** Begin Recorded information **

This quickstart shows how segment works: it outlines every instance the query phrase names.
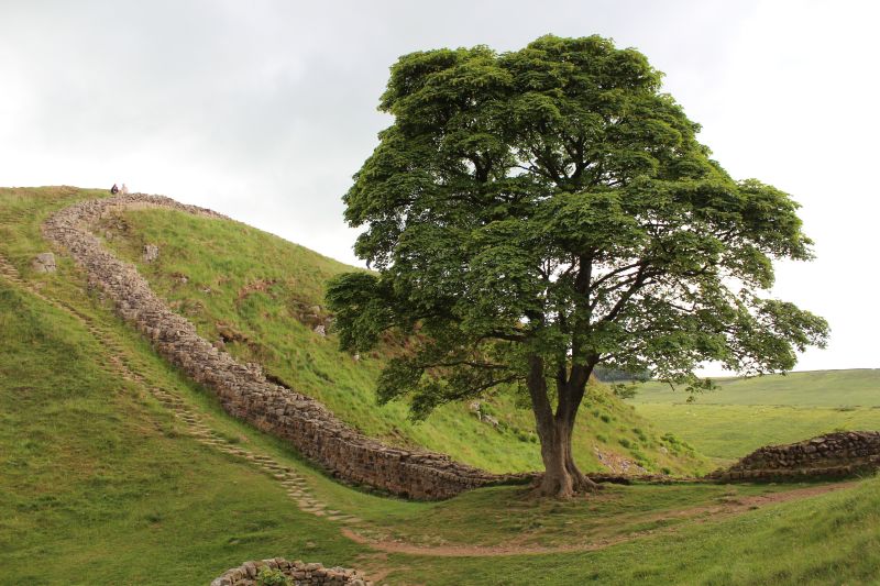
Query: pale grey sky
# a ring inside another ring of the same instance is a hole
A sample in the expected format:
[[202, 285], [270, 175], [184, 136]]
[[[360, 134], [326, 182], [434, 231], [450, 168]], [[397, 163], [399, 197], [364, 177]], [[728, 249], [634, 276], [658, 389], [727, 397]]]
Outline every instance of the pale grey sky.
[[0, 0], [0, 185], [164, 194], [341, 261], [341, 196], [405, 53], [553, 33], [644, 52], [735, 177], [803, 204], [773, 294], [832, 324], [798, 369], [879, 367], [870, 1]]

** End Recorded information **

• [Job]
Every entry above should be duplicated exactly. Do not include the images.

• [Response to the task]
This quickstart shows how segment works: it outlines every instance the query phrase names.
Query: pale grey sky
# a ring inside another ring of the same instance is a hole
A sample in the expected format:
[[202, 285], [270, 175], [184, 136]]
[[[360, 134], [326, 182], [434, 231], [450, 168]], [[397, 163], [399, 197], [364, 177]], [[728, 249], [634, 276], [658, 389], [727, 397]]]
Outline every instance of the pale grey sky.
[[0, 0], [0, 185], [164, 194], [341, 261], [341, 196], [405, 53], [553, 33], [644, 52], [735, 177], [803, 204], [773, 294], [832, 324], [798, 369], [879, 367], [870, 1]]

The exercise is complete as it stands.